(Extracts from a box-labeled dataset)
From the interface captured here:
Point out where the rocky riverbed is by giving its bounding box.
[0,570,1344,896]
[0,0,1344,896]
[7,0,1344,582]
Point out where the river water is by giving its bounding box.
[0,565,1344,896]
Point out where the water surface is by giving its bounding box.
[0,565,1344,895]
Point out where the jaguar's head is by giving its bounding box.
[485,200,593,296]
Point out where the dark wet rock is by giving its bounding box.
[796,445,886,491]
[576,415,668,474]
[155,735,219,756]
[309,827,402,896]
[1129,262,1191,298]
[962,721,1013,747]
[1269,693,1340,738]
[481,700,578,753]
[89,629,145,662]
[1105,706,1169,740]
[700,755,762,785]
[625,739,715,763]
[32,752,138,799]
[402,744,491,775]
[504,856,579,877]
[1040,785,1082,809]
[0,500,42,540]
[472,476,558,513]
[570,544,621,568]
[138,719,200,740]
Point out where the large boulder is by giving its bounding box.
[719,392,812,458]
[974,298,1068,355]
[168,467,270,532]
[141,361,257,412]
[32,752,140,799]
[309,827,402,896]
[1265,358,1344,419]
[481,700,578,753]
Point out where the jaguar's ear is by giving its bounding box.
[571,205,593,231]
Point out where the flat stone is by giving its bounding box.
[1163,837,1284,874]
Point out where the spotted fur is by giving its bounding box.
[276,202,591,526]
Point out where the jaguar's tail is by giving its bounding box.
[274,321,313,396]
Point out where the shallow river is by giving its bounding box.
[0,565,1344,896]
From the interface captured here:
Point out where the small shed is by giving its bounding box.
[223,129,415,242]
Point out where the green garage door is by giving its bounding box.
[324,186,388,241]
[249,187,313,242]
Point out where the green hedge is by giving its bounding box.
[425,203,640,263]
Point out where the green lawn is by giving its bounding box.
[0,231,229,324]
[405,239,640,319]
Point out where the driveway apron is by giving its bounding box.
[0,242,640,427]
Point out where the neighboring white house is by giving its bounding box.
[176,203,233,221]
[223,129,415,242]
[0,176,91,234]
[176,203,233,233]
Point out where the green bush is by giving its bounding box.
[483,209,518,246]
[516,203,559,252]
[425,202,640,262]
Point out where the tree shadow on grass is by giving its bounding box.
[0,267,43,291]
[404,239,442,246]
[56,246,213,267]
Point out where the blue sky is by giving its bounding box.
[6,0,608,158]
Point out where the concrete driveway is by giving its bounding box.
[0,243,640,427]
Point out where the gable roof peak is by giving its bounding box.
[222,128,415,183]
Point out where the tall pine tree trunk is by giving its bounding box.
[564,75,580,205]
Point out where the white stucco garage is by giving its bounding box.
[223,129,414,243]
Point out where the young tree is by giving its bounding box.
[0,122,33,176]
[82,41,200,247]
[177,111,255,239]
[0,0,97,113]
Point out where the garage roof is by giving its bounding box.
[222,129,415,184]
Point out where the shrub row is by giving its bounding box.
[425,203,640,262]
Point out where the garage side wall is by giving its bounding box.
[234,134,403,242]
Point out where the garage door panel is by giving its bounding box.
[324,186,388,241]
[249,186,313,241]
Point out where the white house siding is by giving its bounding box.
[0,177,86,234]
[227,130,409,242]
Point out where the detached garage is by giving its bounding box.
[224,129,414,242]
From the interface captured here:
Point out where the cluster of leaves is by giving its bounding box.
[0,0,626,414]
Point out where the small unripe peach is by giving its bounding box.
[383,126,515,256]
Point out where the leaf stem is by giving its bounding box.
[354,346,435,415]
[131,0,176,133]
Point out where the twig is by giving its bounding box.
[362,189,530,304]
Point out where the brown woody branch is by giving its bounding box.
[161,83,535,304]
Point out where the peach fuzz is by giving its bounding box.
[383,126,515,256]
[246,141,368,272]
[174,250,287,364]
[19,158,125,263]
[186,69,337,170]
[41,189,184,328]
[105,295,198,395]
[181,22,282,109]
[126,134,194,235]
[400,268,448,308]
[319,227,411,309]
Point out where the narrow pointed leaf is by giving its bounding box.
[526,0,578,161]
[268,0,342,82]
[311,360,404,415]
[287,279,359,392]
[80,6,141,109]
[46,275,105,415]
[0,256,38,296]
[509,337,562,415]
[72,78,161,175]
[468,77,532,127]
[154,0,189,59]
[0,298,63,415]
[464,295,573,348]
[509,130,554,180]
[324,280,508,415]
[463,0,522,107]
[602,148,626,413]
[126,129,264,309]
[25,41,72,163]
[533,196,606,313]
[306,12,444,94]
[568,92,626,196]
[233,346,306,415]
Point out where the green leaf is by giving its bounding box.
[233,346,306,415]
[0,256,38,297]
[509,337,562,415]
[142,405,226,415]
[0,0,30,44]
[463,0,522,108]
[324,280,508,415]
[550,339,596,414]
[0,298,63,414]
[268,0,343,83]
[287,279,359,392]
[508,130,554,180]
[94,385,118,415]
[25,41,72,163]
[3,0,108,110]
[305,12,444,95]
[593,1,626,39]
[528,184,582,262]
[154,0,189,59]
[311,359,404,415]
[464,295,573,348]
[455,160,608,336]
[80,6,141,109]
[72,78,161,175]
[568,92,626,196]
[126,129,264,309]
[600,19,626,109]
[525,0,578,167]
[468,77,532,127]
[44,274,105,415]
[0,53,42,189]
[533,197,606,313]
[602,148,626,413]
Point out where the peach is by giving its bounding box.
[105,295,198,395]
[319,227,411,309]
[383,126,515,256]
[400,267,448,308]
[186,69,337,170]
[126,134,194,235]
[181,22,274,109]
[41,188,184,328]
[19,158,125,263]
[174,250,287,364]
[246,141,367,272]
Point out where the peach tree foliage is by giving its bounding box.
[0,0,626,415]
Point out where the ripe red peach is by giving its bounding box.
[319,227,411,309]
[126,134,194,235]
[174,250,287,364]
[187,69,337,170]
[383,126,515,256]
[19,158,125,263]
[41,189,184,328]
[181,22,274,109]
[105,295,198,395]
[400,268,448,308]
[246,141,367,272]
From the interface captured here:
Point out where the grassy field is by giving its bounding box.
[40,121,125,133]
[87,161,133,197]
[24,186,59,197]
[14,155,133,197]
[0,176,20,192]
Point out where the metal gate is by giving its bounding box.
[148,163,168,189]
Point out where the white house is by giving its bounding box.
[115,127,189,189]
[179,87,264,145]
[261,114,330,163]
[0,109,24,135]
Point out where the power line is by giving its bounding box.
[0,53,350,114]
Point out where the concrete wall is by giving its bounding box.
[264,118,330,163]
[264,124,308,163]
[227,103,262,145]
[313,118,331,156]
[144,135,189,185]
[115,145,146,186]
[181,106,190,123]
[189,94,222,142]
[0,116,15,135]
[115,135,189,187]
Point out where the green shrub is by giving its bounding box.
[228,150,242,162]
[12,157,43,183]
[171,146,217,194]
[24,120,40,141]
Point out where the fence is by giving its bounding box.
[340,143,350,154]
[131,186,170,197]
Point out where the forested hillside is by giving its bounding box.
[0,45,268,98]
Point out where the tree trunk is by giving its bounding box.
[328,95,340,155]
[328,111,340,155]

Given request: Could you reproduce all of the items above word for word, without changing anything?

Output of the task:
From the interface captured here:
Point out where the rocky riverbed is by giving its bounding box.
[0,570,1344,896]
[0,0,1344,896]
[7,0,1344,582]
Point out where the river water is by giving its bounding box.
[0,565,1344,896]
Point out where the water surface is by giving its bounding box.
[0,565,1344,895]
Point out where the jaguar's head is by giving its bounding box.
[485,200,593,296]
Point out where the dark wet rock is by giving its bounding box.
[796,445,886,491]
[576,415,668,474]
[155,735,219,756]
[309,827,402,896]
[1129,262,1191,298]
[962,721,1013,747]
[1269,693,1340,738]
[481,700,578,753]
[89,629,145,662]
[1105,706,1169,740]
[700,755,762,785]
[625,739,715,763]
[32,752,138,799]
[402,744,491,775]
[504,856,579,877]
[1040,785,1082,809]
[0,500,42,540]
[472,476,558,513]
[570,544,621,568]
[138,719,200,740]
Point out where the large boulder is by giving its bounding box.
[719,392,812,458]
[974,298,1068,355]
[168,467,270,532]
[141,361,257,412]
[32,752,140,799]
[309,827,402,896]
[1265,358,1344,419]
[481,700,578,753]
Point out where the jaguar's ear is by giving its bounding box.
[571,205,593,231]
Point out where the flat stone is by giving its bounding box.
[1163,837,1284,874]
Point out where the spotted fur is by giving its bounding box.
[276,202,591,526]
Point out where the jaguar's tail is by giving its bounding box.
[274,321,313,396]
Point out where the shallow river is by giving its bounding box.
[0,565,1344,896]
From the interface captured here:
Point out where the small shed is by giving its bounding box.
[223,129,415,242]
Point out where the green garage door is by giving its bounding box.
[324,186,388,241]
[249,187,313,242]
Point out where the green hedge is by giving its bounding box.
[425,203,640,263]
Point out where the green lawn is by giving its bounding box.
[0,231,229,324]
[405,239,640,319]
Point out where the driveway apron is by giving its bounding box.
[0,242,640,427]
Point out where the neighboring white house is by giving its bounding box.
[176,203,233,221]
[223,129,415,242]
[0,176,91,234]
[176,203,233,233]
Point out where the green bush is by giving its bounding box.
[483,209,518,246]
[516,203,559,252]
[425,202,640,262]
Point out where the tree shadow on grass is by giving its bounding box.
[0,267,43,291]
[404,239,442,246]
[56,246,213,267]
Point out where the blue sky is by giving its bounding box.
[6,0,608,158]
Point out where the concrete driveway is by giving its bounding box.
[0,243,640,427]
Point out where the gable roof peak is by giving its bounding box.
[222,128,415,183]
Point out where the tall pine tree trunk is by giving its bounding box.
[564,75,580,205]
Point out where the white stucco garage is by giving its bounding box.
[223,129,414,243]
Point out where the young tree is by giving its bounding box.
[0,122,33,176]
[82,41,200,247]
[177,111,255,239]
[0,0,97,113]
Point out where the garage roof is by giving its bounding box.
[222,129,415,184]
Point out where the shrub row is by giving its bounding box.
[425,203,640,262]
Point out where the garage side wall is by giving its bounding box.
[234,134,403,242]
Point out where the garage door panel is by giving its bounding box.
[324,186,388,241]
[249,186,313,241]
Point out where the white house siding is by giving its bounding box.
[0,177,86,234]
[227,130,409,242]
Point out where the detached garage is by giving its bounding box.
[224,129,414,242]
From the interface captured here:
Point out where the cluster of leaves is by giving its bounding box.
[0,0,626,414]
Point out where the small unripe peach is by giving its bounding box.
[383,126,515,256]
Point out where the leaf stem is by giving its bounding box.
[354,346,435,415]
[131,0,176,133]
Point out where the twig is by giving its bounding box.
[362,189,530,304]
Point out where the brown woody branch is by giving its bounding box.
[161,83,535,304]
Point out where the peach fuzz is by giving its bounding box.
[383,126,515,256]
[246,141,368,272]
[174,250,287,364]
[19,158,125,263]
[186,69,337,170]
[41,189,184,328]
[105,295,198,395]
[181,22,282,109]
[126,134,194,235]
[400,268,448,308]
[319,227,411,309]
Point out where the narrow pointed leaf is by giving its bounding box.
[526,0,578,161]
[268,0,342,82]
[311,360,404,415]
[287,279,359,392]
[80,6,141,109]
[46,275,105,415]
[0,256,38,296]
[509,337,562,415]
[72,78,161,175]
[468,77,532,127]
[154,0,189,59]
[0,298,63,415]
[464,295,573,348]
[509,130,554,180]
[324,280,508,415]
[463,0,522,107]
[602,148,626,413]
[126,129,264,309]
[25,41,72,163]
[533,196,606,313]
[306,12,444,94]
[568,92,626,196]
[233,346,306,415]
Point out where the green leaf is by giving its bounding box.
[233,346,306,415]
[0,256,38,297]
[509,337,562,415]
[142,405,226,415]
[0,0,30,44]
[463,0,522,108]
[324,280,508,415]
[550,339,596,414]
[0,298,63,414]
[268,0,343,83]
[287,279,359,392]
[508,130,554,180]
[94,385,118,415]
[25,41,72,163]
[3,0,108,110]
[305,12,444,95]
[593,1,626,39]
[528,184,582,262]
[154,0,189,59]
[311,359,404,415]
[464,295,573,348]
[455,160,608,336]
[80,6,141,109]
[72,78,161,175]
[568,92,626,196]
[126,129,264,309]
[600,19,626,109]
[525,0,578,167]
[468,77,532,127]
[44,274,105,415]
[0,53,42,189]
[533,197,606,313]
[602,148,626,413]
Point out where the peach is by giving its bounding box.
[105,295,198,395]
[319,227,411,309]
[383,126,515,256]
[400,267,448,308]
[186,69,337,170]
[126,134,194,235]
[181,22,274,109]
[41,188,184,328]
[19,158,125,263]
[174,250,287,364]
[246,141,367,272]
Point out where the peach tree foliage is by giving its bounding box.
[0,0,626,415]
Point out where the ripe red peach is by giving its bounding box.
[319,227,411,309]
[126,134,194,235]
[174,250,287,364]
[187,69,337,170]
[383,126,515,256]
[19,158,125,263]
[41,189,184,328]
[181,22,274,109]
[105,295,198,395]
[400,268,448,308]
[246,141,367,272]
From the interface captured here:
Point out where the grassy field is by giving its bounding box.
[40,121,125,133]
[87,161,133,197]
[24,186,59,197]
[14,155,133,197]
[0,176,20,192]
Point out where the metal gate is by giving its bounding box.
[148,163,168,189]
Point out where the white house is by giving its bounding box.
[115,127,189,189]
[179,87,264,145]
[261,114,330,163]
[0,109,24,135]
Point out where the power line is by giving its bounding box.
[0,53,350,114]
Point out where the concrete wall is by giving its bounding box.
[264,118,330,163]
[264,124,308,163]
[227,103,262,145]
[313,118,331,156]
[144,135,189,185]
[115,145,146,186]
[181,106,190,123]
[189,94,222,142]
[0,116,15,135]
[115,135,189,187]
Point out where the green shrub is by giving its bounding box.
[228,150,242,162]
[12,157,43,183]
[171,146,217,194]
[24,120,40,141]
Point out where the fence is by giving its bounding box.
[340,143,350,154]
[131,186,170,197]
Point out where the forested hillside is by giving its bounding box.
[0,45,268,98]
Point out where the tree trunk is by giving its bounding box.
[328,95,340,155]
[328,111,340,155]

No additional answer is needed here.